§ INSTRUCTIONS FOR THE TASK: How many lines in the items below contain the string "visibility"? Case must match exactly. Reply with the number alone.

§ RECORD SET:
=-=-=-=-=

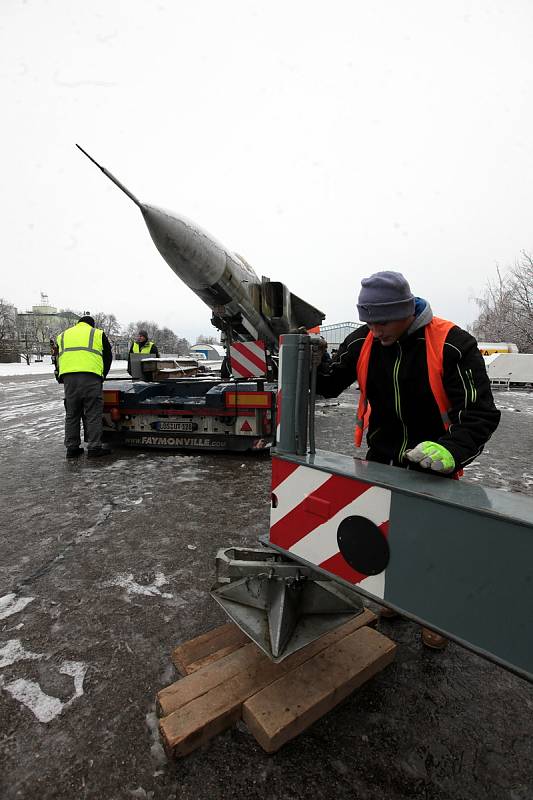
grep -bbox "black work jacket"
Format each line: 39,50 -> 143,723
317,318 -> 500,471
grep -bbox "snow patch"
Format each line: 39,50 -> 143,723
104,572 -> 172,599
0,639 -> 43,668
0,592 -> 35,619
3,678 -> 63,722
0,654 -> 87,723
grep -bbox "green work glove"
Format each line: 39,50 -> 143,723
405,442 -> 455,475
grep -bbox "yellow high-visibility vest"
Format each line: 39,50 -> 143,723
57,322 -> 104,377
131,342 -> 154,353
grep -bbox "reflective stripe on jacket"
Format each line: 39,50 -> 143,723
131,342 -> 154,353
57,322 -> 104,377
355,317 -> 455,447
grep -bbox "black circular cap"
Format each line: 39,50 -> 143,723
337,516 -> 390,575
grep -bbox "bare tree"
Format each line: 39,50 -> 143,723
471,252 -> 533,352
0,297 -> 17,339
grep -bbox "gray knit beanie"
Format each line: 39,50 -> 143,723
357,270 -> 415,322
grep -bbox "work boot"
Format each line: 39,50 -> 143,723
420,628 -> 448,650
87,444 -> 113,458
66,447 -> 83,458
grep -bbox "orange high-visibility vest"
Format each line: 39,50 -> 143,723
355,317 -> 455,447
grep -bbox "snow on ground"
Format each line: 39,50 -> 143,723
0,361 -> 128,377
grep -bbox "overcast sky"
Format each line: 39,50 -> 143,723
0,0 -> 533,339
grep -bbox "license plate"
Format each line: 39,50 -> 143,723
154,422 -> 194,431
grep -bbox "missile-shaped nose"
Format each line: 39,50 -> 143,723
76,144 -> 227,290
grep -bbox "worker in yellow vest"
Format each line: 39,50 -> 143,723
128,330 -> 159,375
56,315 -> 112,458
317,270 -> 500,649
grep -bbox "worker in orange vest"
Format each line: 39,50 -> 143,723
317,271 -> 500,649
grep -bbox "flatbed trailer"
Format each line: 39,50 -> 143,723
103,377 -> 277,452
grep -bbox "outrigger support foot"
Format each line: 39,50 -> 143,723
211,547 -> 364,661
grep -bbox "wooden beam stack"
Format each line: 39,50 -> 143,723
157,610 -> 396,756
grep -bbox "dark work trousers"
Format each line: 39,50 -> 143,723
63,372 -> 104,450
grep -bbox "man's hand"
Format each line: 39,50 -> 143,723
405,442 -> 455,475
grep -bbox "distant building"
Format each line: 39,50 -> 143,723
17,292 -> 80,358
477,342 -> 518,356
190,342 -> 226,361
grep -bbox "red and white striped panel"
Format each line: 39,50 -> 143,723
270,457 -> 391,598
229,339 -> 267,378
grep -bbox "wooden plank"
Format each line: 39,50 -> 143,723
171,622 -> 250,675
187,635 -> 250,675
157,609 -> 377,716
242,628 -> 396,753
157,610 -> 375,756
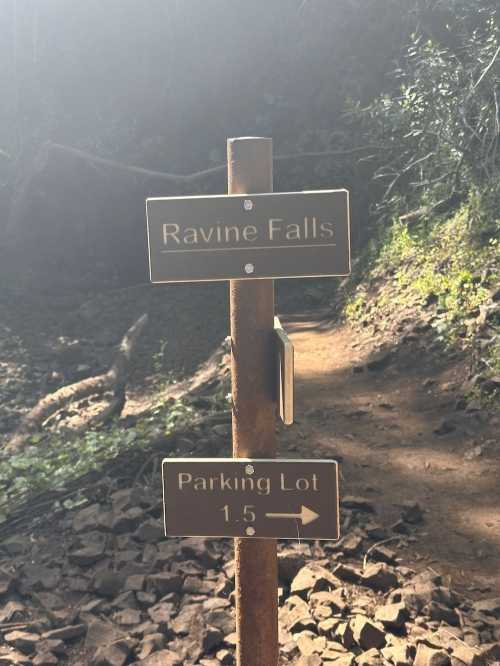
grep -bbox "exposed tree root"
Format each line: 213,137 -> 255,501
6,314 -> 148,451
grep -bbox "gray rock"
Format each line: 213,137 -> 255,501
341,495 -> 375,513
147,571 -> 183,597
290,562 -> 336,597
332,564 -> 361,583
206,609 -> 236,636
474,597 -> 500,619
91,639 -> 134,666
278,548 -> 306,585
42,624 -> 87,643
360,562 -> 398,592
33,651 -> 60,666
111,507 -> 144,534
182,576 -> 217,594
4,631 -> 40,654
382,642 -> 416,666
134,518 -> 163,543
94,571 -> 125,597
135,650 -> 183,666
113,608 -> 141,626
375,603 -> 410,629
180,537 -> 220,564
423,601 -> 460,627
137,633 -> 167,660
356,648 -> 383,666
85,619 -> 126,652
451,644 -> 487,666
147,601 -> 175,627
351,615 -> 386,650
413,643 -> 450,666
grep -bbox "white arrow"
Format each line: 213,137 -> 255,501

=-=-=-=-=

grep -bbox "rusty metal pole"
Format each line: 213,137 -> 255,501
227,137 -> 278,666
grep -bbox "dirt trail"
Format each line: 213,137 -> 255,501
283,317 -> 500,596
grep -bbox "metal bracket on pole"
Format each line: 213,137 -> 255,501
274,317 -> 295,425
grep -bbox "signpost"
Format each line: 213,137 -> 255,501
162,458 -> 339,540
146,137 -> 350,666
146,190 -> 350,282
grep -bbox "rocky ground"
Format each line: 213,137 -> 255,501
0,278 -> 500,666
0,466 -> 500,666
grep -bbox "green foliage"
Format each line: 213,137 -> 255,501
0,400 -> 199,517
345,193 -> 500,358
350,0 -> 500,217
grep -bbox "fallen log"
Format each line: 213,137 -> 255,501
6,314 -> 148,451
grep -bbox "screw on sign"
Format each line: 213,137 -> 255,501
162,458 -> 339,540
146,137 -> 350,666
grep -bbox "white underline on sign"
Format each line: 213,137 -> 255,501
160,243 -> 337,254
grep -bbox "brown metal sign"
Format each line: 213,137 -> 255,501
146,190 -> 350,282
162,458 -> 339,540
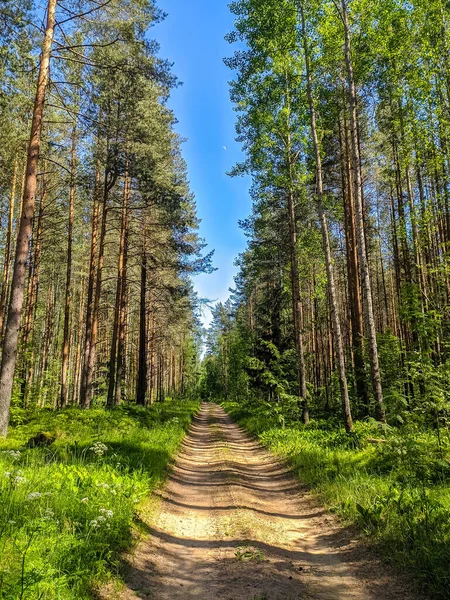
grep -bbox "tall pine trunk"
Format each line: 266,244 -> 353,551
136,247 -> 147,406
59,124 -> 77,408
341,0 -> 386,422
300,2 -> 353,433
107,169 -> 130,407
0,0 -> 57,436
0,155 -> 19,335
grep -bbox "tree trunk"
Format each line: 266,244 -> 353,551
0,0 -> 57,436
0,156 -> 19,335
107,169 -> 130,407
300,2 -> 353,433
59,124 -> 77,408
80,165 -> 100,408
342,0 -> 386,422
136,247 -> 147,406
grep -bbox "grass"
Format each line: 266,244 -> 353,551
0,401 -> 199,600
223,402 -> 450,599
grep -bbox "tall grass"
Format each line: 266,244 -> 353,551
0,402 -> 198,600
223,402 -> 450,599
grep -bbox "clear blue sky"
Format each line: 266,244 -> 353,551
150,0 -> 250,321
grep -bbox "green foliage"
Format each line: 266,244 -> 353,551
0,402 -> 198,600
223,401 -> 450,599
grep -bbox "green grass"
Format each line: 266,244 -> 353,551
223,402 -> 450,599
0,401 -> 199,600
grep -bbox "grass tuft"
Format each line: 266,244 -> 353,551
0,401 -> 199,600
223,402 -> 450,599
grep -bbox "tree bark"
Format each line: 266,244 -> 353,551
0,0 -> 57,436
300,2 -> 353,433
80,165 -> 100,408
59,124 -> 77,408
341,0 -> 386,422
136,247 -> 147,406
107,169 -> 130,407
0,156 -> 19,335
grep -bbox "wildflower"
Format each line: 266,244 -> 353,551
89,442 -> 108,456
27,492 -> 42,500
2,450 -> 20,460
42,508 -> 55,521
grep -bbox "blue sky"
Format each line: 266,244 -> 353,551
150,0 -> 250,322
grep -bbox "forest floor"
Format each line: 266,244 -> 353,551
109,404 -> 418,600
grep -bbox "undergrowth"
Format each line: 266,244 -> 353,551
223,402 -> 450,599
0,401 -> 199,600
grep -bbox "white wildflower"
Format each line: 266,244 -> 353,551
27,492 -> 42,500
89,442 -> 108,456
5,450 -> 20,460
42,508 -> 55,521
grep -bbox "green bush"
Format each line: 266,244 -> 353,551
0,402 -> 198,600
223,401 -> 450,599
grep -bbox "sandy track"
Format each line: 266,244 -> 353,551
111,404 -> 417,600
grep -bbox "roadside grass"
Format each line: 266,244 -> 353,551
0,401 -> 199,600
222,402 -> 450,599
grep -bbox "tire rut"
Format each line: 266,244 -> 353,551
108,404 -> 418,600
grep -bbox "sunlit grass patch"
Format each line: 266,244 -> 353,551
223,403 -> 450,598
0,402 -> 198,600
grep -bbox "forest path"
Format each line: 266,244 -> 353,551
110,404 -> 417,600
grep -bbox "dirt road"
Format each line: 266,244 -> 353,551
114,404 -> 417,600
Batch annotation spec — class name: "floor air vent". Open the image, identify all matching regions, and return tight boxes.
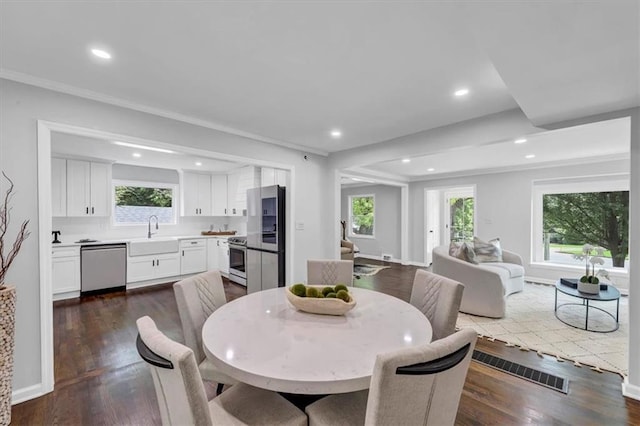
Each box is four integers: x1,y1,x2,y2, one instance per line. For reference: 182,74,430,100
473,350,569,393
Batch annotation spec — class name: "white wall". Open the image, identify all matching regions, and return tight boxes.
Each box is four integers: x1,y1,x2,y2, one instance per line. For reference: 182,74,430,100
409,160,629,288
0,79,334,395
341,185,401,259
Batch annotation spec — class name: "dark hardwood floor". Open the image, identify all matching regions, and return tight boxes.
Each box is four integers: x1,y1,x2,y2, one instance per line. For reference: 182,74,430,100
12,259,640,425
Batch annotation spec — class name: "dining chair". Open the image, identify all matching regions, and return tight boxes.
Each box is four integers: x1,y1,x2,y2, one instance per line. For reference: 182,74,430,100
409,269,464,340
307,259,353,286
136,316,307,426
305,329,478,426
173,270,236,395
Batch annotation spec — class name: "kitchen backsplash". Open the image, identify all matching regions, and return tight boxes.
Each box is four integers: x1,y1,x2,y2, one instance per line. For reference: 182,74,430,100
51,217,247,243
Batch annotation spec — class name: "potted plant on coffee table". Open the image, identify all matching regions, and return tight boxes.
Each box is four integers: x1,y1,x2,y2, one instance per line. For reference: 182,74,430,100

=-=-=-=-=

§ WORKED ANSWER: 2